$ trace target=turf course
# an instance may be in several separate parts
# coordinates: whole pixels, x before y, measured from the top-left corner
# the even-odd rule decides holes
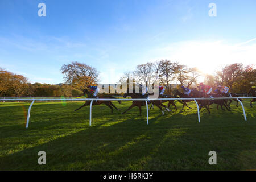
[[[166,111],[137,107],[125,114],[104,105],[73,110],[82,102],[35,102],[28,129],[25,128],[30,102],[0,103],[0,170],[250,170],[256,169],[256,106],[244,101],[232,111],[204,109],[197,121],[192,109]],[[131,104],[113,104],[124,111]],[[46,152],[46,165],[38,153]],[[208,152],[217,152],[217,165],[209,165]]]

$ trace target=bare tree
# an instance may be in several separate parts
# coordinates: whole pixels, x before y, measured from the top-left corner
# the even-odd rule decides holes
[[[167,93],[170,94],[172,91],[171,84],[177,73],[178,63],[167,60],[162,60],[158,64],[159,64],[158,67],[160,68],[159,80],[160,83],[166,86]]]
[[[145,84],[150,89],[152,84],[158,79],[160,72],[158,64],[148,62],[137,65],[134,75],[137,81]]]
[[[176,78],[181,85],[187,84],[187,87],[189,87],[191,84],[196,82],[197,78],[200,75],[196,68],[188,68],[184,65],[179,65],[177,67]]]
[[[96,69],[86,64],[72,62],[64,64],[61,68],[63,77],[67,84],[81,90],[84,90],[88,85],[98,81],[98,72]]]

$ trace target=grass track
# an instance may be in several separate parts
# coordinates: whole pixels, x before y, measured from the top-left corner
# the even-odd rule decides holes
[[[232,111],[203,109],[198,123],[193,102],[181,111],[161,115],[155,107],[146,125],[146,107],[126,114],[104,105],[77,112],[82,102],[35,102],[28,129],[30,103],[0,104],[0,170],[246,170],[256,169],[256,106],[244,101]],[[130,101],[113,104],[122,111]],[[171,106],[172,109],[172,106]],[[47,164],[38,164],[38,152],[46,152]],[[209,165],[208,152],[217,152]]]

> **WRITTEN TASK**: Reproduce the rows above line for line, without the pictures.

> **EXPECTED OUTPUT**:
$ trace target=turf course
# an instance may be in several separate parts
# coordinates: whole pixels, x before y, measured from the top-left corner
# the even-odd rule decides holes
[[[166,111],[137,107],[125,114],[104,105],[73,110],[82,102],[35,102],[28,129],[25,128],[30,102],[0,103],[0,170],[250,170],[256,169],[256,106],[244,101],[232,111],[204,109],[197,121],[192,109]],[[131,104],[113,104],[124,111]],[[46,152],[46,165],[38,153]],[[208,152],[217,152],[217,165],[209,165]]]

$ trace target=bare tree
# an instance may be in several separate parts
# coordinates: whole pixels, x before y, measured from the top-left corner
# the even-odd rule decides holes
[[[167,93],[170,94],[172,91],[171,84],[177,73],[178,63],[167,60],[162,60],[158,64],[159,64],[158,67],[160,68],[159,80],[160,83],[166,86]]]
[[[145,84],[150,89],[152,84],[158,79],[160,72],[158,64],[148,62],[137,65],[134,75],[137,81]]]
[[[176,78],[181,85],[187,84],[187,87],[189,87],[191,84],[196,82],[197,78],[200,75],[196,68],[188,68],[184,65],[179,65],[177,67]]]
[[[96,69],[86,64],[72,62],[64,64],[61,68],[63,77],[67,84],[81,90],[84,90],[88,85],[98,81],[98,72]]]

$ trace target=grass track
# an instance may be in several separate parts
# coordinates: whole pixels, x before y, measured from the top-left corner
# the even-odd rule decides holes
[[[232,111],[203,109],[198,123],[193,102],[181,111],[161,115],[155,107],[146,125],[146,107],[126,114],[104,105],[77,112],[82,102],[35,102],[28,129],[30,103],[0,104],[0,170],[246,170],[256,169],[256,106],[244,101]],[[130,101],[113,104],[122,111]],[[171,106],[172,109],[172,106]],[[47,164],[38,164],[38,152],[46,152]],[[209,165],[208,152],[217,152]]]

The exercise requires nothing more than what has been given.